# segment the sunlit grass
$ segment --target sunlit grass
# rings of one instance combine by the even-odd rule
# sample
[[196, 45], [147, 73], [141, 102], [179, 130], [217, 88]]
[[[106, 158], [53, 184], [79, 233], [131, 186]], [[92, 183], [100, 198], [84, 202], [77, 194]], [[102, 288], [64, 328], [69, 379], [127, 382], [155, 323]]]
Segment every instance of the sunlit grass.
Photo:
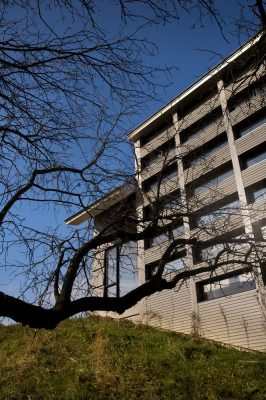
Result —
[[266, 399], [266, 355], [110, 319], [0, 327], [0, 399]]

════════════════════

- **WRITTEN PROBLEM**: Rewrite the records above with every "sunlit grass" changed to "green grass" and nothing else altered, leaving the picture out.

- **OUTPUT**:
# segment the green grass
$ segment --target green grass
# rings of one instance combine by the even-odd rule
# sample
[[196, 45], [147, 73], [141, 102], [179, 130], [217, 88]]
[[[106, 158], [53, 184], [79, 233], [131, 186]], [[92, 183], [100, 198], [84, 202], [77, 194]], [[102, 288], [64, 328], [69, 379], [127, 382], [155, 323]]]
Segment every instance of the green grass.
Photo:
Result —
[[266, 399], [266, 355], [110, 319], [0, 327], [0, 399]]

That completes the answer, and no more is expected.